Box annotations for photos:
★ ★ ★ ★ ★ ★ ★
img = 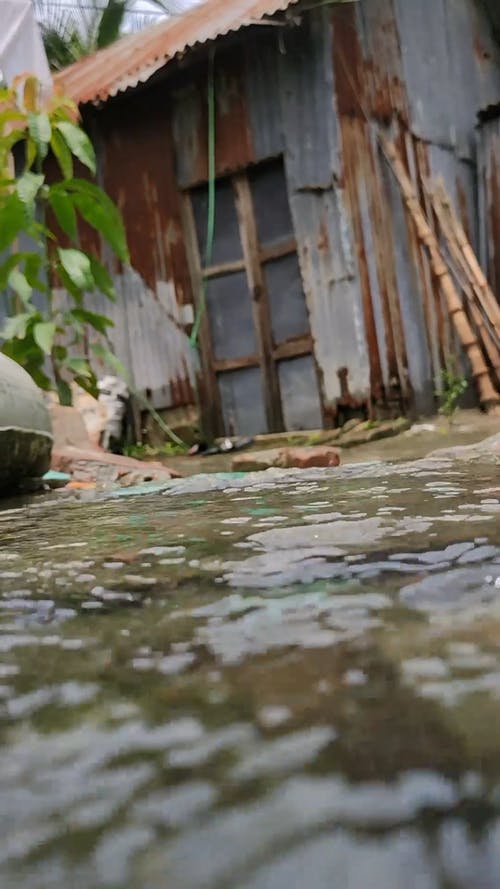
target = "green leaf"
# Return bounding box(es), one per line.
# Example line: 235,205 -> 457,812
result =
★ ★ ★ ★ ★ ★ ★
• **Set problem**
Copy every line of the records word for word, but leave out the pictures.

• **Worked answer**
img = 
target = "green leaf"
# Return bounding box(es), one per line.
# Example line: 235,205 -> 457,812
result =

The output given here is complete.